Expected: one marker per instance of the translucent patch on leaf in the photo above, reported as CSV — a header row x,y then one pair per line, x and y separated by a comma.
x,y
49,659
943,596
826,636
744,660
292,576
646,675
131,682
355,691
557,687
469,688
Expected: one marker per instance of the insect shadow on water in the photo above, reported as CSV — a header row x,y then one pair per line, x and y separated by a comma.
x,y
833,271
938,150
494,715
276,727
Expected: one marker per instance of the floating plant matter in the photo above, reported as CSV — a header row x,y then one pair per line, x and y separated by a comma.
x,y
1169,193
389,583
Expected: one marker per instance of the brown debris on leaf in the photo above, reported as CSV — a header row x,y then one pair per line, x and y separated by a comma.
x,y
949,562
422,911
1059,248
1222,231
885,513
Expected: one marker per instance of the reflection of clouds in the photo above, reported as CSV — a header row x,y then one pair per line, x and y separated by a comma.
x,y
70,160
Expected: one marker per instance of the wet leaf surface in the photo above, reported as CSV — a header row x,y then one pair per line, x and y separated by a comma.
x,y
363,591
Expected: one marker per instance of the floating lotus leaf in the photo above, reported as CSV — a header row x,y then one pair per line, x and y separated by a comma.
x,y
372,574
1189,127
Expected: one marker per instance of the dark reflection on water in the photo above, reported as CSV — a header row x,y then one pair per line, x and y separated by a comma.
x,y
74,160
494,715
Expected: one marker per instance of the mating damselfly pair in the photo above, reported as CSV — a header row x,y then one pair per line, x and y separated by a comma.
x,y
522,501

Goal:
Write an exact transcription of every entry above.

Response to the task:
Expected: one marker per instance of the translucent patch on leaf in the photo above, reported as CSV — a header row x,y then one pair per line, x and y separated by a comma.
x,y
49,659
943,596
826,636
744,660
292,576
646,675
131,682
355,691
557,687
469,688
Expected: one marker per instance of the insect shadow on water in the photo above, reported as CSV — a header row x,y then one pair per line, x and y separated by a comma.
x,y
833,271
938,150
494,715
276,727
Expected: one marker per instance of the floating plant matter in the photo above, reported as CSV — a header row x,y then one pair per line, x and y separated by a comma.
x,y
1169,193
389,583
Expected: one marker per instance of the brown debris on leaf in the photo above, reported as CSV — a header row x,y then one pair per line, x and y separated by a comma.
x,y
949,562
422,911
1059,248
1222,231
885,513
Expected: one marker per instance of the reflection of clouds in the photo above, reported as CSV — a header row x,y then one pair per line, x and y separated by a comma.
x,y
70,160
Expected: one marker per instance of the wet leaf surface in the photo above, reported as CSV — a header row x,y then one pair per line, x and y separated by a comma.
x,y
363,591
Expected: one marker per instance of the floating lotus leaf in the photo above, reported as CSV — a header row x,y then one pair per line, x and y separated by a comma.
x,y
372,574
1189,127
Expected: one marker per instance of the dark reflection on water in the photo above, reported as CSV — a header row x,y then one pair per line, x and y separated by a comma.
x,y
74,160
494,715
Expected: one marker per instance of the mating damselfly pair in the photo above, reported as CSV — a header row x,y then one pair per line, x and y separated by a comma.
x,y
522,501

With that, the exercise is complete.